QUOTED PASSAGE
····················

IBM Granite Embedding R2 Brings 32K Context to Search

IBM released two new multilingual embedding models on May 14 that close a longstanding gap in its Granite lineup: context. The original R1 generation capped out at 512 tokens, which ruled out most real document retrieval tasks. R2 ships at 32,768 tokens - 64x longer - and carries Apache 2.0 licensing that lets enterprises deploy without a legal review queue.

Key Specs

	granite-embedding-311m-multilingual-r2	granite-embedding-97m-multilingual-r2
Parameters	311M	97M
Embedding dims	768	384
Context window	32,768 tokens	32,768 tokens
Languages	200+ (52 enhanced)	200+ (52 enhanced)
Architecture	ModernBERT	ModernBERT
License	Apache 2.0	Apache 2.0
Matryoshka	Yes (128 to 768 dims)	No

The two models target different deployment scenarios. The 311M version competes with proprietary frontier embeddings. The 97M version is the story for teams running constrained inference budgets - IBM says it posts 60.3 on MTEB Multilingual Retrieval, the highest score of any open model under 100 million parameters. That puts it 9.4 points ahead of multilingual-e5-small, which has been the default cheap multilingual option for the past two years.

What Changed from R1

ModernBERT replaces XLM-RoBERTa

The R1 family was built on XLM-RoBERTa, a solid but aging encoder that dates to 2019. R2 switches to ModernBERT, an encoder architecture redesigned for modern GPU workloads. The practical differences are meaningful: ModernBERT uses rotary position embeddings (RoPE) instead of absolute positional encodings, which makes extending context without quality degradation far cleaner. It also supports Flash Attention 2.0 natively, which matters when you're encoding thousands of documents per second.

IBM also shrunk the layer count in R2 via structured pruning - from 22 to 12 layers for the 97M variant - then ran a recovery training phase to restore quality. The result is higher throughput without a proportional quality drop.

The 64x context jump is the real headline

Going from 512 to 32K tokens isn't a small refinement. It changes what the model can actually embed: full contracts, research papers, extended conversation logs, multi-file codebases. IBM's own ablation shows the long-document retrieval score (LongEmbed benchmark) improved by +34 points on the 311M model and +31.3 points on the 97M model compared to R1.

Code retrieval also got a dedicated upgrade. R2 was trained on nine programming languages - Python, Go, Java, JavaScript, PHP, Ruby, SQL, C, and C++ - which is a deliberate addition for developer-facing RAG pipelines. Code retrieval scores on the 97M model improved by 19.7 points over R1.

····················

ASSIGNMENT 1
Please list every kind of content that the Granite Embedding R2 article says the model can now embed with its 32K context.
ASSIGNMENT 2
Pick up the Granite Embedding R2 article after its last sentence and continue it.

INFORMATION GIVEN

····················

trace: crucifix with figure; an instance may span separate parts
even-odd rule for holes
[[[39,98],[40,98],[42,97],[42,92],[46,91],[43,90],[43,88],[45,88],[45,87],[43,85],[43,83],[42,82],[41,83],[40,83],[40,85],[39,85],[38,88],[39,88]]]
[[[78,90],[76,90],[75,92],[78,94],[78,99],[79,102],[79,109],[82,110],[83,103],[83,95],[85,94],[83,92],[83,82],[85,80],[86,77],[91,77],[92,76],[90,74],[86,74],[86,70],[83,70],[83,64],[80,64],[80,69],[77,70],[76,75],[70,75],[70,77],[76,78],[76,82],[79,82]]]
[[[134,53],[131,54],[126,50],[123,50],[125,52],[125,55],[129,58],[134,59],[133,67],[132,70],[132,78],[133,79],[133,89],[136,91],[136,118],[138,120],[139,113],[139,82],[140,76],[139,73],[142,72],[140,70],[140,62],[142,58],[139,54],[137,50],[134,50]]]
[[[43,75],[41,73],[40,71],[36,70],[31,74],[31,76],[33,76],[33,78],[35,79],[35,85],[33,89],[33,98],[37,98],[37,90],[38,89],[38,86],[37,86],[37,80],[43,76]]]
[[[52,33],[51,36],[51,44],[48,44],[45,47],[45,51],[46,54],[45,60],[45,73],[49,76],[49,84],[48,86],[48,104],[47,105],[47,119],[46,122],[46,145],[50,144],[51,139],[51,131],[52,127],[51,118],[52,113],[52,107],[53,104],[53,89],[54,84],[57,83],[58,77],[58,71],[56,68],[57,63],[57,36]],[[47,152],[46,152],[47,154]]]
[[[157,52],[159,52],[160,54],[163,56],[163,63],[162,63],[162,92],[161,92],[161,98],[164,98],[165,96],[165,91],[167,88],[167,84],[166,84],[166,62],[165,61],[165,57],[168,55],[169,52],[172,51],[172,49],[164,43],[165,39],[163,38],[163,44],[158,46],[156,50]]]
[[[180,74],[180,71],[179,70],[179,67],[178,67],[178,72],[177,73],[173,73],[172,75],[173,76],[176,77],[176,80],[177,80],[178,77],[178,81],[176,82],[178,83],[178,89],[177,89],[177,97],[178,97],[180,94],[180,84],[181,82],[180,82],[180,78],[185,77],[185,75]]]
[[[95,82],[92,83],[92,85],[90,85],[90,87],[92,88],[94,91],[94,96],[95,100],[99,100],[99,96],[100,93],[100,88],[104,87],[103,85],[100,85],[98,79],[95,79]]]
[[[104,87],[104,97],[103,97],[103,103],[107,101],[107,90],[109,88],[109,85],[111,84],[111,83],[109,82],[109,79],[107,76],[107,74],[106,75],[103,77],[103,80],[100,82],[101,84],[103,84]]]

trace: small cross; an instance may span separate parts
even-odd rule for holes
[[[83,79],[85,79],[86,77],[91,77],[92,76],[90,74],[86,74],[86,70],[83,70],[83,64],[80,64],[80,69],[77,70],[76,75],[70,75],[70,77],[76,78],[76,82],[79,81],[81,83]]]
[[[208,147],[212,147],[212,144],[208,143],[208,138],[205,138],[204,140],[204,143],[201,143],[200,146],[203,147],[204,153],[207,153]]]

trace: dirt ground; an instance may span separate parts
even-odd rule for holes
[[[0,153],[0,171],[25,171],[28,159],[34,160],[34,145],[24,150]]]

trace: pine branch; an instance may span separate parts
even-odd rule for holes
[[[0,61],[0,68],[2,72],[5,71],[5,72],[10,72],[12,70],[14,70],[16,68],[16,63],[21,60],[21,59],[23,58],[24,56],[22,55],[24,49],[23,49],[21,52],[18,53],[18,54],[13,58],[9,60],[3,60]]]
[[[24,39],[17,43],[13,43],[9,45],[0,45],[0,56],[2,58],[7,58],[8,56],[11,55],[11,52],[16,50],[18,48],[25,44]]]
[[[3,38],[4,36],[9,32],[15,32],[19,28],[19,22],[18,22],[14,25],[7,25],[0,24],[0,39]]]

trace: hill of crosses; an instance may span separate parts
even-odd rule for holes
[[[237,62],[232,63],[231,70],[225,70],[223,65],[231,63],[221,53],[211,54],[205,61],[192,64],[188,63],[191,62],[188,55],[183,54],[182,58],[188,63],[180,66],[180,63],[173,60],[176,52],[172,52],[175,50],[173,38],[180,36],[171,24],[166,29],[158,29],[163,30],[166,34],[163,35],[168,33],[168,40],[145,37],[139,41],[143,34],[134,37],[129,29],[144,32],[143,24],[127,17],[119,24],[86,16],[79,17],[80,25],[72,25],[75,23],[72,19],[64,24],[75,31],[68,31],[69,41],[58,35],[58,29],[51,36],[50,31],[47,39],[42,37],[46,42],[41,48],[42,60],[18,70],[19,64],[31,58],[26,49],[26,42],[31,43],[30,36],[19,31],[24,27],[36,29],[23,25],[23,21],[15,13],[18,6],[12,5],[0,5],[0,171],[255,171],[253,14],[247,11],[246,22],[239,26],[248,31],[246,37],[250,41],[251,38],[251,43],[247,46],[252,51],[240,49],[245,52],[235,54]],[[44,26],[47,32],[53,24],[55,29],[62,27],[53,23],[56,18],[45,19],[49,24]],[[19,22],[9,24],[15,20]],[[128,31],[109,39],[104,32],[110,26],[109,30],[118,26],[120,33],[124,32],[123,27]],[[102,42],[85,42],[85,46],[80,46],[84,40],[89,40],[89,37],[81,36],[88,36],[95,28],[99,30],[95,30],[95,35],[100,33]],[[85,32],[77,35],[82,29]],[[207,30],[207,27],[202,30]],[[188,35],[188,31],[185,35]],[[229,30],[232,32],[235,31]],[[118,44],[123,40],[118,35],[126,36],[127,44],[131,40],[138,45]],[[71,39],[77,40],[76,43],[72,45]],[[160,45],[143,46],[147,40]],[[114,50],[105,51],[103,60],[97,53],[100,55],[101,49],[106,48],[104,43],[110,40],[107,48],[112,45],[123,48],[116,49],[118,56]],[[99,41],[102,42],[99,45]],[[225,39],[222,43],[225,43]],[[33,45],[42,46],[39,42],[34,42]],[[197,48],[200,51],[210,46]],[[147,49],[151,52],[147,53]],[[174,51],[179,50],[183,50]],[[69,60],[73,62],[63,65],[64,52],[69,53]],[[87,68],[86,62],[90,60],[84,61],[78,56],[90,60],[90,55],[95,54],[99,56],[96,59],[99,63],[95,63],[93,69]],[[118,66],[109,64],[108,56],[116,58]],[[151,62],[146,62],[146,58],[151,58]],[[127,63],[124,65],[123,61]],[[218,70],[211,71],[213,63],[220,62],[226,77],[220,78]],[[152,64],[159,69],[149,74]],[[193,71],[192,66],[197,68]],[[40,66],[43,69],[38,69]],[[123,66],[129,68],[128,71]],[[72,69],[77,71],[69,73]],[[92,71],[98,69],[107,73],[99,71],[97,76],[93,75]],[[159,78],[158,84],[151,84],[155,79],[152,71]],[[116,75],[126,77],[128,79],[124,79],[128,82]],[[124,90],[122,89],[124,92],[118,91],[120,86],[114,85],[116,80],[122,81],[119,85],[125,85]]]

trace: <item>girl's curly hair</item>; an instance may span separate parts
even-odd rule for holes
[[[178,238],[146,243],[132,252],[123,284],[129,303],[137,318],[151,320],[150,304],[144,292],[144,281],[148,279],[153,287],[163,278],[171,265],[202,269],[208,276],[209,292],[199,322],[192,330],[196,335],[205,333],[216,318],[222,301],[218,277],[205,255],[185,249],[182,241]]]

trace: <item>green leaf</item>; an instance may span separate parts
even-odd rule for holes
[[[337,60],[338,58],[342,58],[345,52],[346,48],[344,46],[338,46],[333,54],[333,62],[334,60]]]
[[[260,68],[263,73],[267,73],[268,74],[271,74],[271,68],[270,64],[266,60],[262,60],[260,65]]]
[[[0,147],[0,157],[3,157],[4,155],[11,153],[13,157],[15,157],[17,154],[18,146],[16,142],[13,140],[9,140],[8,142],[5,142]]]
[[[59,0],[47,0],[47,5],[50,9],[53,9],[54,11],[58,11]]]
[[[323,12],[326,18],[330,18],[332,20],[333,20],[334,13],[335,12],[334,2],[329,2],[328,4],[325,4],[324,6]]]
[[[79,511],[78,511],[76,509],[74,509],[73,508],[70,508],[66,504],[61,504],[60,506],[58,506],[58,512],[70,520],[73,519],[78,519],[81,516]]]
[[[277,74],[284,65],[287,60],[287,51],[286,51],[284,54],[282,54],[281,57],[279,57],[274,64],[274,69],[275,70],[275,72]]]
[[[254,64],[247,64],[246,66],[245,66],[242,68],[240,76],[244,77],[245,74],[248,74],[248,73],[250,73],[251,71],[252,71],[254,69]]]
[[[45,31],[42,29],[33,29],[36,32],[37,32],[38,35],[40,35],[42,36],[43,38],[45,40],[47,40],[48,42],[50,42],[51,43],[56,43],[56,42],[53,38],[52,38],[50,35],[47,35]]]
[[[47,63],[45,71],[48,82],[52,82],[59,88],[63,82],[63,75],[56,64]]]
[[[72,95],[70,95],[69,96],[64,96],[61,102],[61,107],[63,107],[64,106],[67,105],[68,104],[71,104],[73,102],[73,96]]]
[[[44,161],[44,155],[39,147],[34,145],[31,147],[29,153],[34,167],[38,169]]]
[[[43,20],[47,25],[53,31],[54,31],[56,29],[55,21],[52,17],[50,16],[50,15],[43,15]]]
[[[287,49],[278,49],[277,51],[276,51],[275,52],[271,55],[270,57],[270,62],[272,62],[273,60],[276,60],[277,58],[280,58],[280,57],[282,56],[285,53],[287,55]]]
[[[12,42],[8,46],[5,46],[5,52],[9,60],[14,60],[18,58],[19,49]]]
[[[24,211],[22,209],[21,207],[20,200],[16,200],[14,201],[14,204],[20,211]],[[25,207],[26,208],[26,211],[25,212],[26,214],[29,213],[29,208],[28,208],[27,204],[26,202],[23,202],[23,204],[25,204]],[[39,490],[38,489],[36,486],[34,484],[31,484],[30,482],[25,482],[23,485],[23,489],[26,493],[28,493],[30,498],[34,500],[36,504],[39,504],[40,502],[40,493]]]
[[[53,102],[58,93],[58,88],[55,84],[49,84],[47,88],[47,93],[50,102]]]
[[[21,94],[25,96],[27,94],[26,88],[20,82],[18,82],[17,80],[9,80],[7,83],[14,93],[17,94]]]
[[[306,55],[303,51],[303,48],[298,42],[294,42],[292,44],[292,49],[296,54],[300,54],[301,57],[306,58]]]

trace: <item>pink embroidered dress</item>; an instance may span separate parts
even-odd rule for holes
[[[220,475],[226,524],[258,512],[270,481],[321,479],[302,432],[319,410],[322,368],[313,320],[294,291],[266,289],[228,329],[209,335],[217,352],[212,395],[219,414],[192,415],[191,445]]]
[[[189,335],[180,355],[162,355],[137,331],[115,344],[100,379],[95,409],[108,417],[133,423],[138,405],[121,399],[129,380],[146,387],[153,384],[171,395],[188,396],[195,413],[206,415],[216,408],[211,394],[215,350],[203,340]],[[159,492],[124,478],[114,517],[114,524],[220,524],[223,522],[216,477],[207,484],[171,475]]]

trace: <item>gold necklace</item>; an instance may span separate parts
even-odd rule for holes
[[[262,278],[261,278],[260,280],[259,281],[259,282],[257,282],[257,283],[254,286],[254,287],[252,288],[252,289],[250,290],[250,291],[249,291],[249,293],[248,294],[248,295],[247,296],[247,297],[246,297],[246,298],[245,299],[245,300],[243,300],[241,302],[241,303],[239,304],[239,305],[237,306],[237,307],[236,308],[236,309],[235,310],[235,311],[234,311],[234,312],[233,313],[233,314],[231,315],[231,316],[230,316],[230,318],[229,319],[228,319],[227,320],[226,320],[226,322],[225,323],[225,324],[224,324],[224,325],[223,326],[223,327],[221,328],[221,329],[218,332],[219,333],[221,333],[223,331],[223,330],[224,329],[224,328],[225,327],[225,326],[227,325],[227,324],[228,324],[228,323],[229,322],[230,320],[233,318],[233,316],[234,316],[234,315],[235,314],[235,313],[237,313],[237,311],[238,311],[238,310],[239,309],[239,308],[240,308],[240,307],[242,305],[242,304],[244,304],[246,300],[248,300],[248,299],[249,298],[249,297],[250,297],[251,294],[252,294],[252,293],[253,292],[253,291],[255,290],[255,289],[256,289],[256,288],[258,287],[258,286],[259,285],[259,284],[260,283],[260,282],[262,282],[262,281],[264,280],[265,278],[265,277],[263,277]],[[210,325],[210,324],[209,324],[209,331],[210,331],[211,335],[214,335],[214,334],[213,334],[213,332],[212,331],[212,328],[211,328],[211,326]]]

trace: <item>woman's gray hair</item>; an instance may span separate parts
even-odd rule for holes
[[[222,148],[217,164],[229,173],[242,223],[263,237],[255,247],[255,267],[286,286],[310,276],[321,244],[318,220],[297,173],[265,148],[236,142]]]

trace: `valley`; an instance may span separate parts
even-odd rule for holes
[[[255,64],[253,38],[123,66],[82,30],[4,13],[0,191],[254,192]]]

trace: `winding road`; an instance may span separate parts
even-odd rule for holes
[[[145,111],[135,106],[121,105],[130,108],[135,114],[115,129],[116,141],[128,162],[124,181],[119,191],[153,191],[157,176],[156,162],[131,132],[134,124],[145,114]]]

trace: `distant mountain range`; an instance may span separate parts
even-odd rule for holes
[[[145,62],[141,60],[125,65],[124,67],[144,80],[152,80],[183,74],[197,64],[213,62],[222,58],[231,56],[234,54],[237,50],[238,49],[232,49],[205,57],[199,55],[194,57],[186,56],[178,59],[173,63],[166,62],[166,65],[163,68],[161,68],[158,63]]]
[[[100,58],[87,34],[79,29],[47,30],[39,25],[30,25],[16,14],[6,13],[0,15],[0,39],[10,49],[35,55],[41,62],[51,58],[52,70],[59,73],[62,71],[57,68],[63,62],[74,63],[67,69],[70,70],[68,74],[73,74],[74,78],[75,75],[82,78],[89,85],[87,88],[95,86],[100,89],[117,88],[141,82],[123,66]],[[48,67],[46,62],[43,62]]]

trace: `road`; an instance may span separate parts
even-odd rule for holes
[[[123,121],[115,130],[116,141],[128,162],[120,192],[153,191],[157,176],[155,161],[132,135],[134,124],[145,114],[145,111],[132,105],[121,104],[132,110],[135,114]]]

····················

TASK RESPONSE 1
- Full contracts
- Research papers
- Extended conversation logs
- Multi-file codebases

TASK RESPONSE 2
The Benchmark Picture

MTEB Multilingual Retrieval Comparison

Model	Params	MTEB Score	Context
Cohere embed-v4	unknown	65.2	512
granite-embedding-311m-r2	311M	65.2	32,768
OpenAI text-3-large	unknown	64.6	8,191
granite-embedding-311m-r1	311M	~52.2	512
multilingual-e5-small	118M	50.9	512
granite-embedding-97m-r2	97M	60.3	32,768

The 311M model matching Cohere embed-v4's MTEB score is the competitive data point IBM will lead with in sales conversations. What the table makes clear, though, is the context window advantage: the 311M R2 scores the same as Cohere while accepting 64x more tokens per document. For workloads that need to embed long documents rather than short passages, that's a real operational difference, not a marketing footnote.

One thing the MTEB score doesn't show is the Matryoshka dimension reduction available in the 311M model. You can compress embeddings from 768 to 128 dimensions and lose only 1.5 MTEB points (65.2 down to 63.7). If you're storing millions of embeddings and storage cost is a real budget line, that's meaningful.

IBM Granite Embedding R2 architecture overview showing ModernBERT layers and rotary position embeddings The R2 models swap XLM-RoBERTa for ModernBERT, gaining native Flash Attention 2.0 support and RoPE for cleaner long-context extension. Source: huggingface.co

Enterprise Data Governance

IBM is unusually explicit about training data provenance, and R2 follows that pattern. The models were trained on GneissWeb, IBM's internal dataset composed of commercially licensed sources - no MS-MARCO dependency, no datasets with non-commercial restrictions. The training set also includes IBM-curated synthetic multilingual data and domain-specific internal data, all screened for personal information and profanity before use.

For regulated industries running legal AI, healthcare, or financial RAG pipelines, the data card matters as much as the benchmark. A model that outperforms competitors but was trained on questionable sources creates audit headaches. IBM's approach to data governance is part of the pitch, not just a footnote.

The prior IBM Granite speech work had similar governance framing - see IBM Granite 4.0 1B Speech tops OpenASR Leaderboard for how IBM applied this approach to audio models.

Running R2

Both models are available on Hugging Face and deployable through standard inference frameworks. For most teams, vLLM is the straightforward path:

# Install and run via vLLM
pip install vllm
vllm serve ibm-granite/granite-embedding-311m-multilingual-r2 \
  --task embed \
  --trust-remote-code

GGUF versions are available for Ollama users who prefer local inference without the GPU memory overhead. IBM also offers a free serverless endpoint for testing at ibm.com/granite.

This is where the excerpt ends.